Tasks and exercises |
A. Condense the paragraph of the jurisdiction clause beginning "Spirit hereby irrevocably consents" into a short bulleted list that keeps its main facts.
B. Reproduce the jurisdiction clause from "Spirit hereby irrevocably" up to and including "proceeding is improper.", updating "King County" to "Pierce County".
C. According to the jurisdiction clause, in which county are the applicable courts that Spirit submits to?

Spirit hereby irrevocably consents to and submits itself exclusively to the jurisdiction of the applicable courts of King County, Washington and the federal courts of Washington State for the purpose of any suit, action or other judicial proceeding arising out of or connected with any Order or the performance or subject matter thereof. Spirit hereby waives and agrees not to assert by way of motion, as a defense, or otherwise, in any such suit, action or proceeding, any claim that (a) Spirit is not personally subject to the jurisdiction of the above-named courts, (b) the suit, action or proceeding is brought in an inconvenient forum or (c) the venue of the suit, action or proceeding is improper.

[Object point labels]
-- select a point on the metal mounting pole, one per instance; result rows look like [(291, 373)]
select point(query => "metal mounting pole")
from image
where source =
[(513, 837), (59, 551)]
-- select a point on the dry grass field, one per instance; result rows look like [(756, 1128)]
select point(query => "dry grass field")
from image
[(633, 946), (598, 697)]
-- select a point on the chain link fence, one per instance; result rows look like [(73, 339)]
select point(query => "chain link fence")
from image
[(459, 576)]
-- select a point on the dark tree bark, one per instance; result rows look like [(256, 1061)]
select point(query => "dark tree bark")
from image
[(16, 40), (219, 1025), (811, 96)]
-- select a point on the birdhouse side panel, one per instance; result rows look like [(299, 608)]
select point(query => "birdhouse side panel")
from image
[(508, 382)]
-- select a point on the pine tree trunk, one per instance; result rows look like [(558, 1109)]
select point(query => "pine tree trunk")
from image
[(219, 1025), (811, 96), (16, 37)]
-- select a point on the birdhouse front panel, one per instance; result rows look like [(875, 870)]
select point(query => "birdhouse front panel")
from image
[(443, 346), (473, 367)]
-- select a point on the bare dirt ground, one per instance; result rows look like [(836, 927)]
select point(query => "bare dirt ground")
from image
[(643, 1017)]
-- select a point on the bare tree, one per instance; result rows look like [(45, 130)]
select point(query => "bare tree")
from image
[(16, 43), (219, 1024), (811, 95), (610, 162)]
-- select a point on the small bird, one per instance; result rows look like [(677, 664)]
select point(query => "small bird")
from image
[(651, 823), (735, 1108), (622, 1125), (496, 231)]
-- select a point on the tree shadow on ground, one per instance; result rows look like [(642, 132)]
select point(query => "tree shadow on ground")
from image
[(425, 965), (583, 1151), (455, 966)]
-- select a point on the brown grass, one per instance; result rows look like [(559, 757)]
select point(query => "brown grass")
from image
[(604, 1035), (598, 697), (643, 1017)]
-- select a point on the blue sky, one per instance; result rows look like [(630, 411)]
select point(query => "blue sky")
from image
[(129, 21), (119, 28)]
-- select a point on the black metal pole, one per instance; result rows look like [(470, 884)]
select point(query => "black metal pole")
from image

Responses by task |
A.
- Spirit irrevocably and exclusively submits to the jurisdiction of the applicable courts of King County, Washington, and the federal courts of Washington State.
- This covers any suit, action or judicial proceeding arising from or connected with any Order, its performance or its subject matter.
- In any such proceeding, Spirit waives and agrees not to raise, by motion, defense or otherwise, any claim that:
  - Spirit is not personally subject to those courts' jurisdiction,
  - the forum is inconvenient, or
  - the venue is improper.

B.
Spirit hereby irrevocably consents to and submits itself exclusively to the jurisdiction of the applicable courts of Pierce County, Washington and the federal courts of Washington State for the purpose of any suit, action or other judicial proceeding arising out of or connected with any Order or the performance or subject matter thereof. Spirit hereby waives and agrees not to assert by way of motion, as a defense, or otherwise, in any such suit, action or proceeding, any claim that (a) Spirit is not personally subject to the jurisdiction of the above-named courts, (b) the suit, action or proceeding is brought in an inconvenient forum or (c) the venue of the suit, action or proceeding is improper.

C. King County, Washington.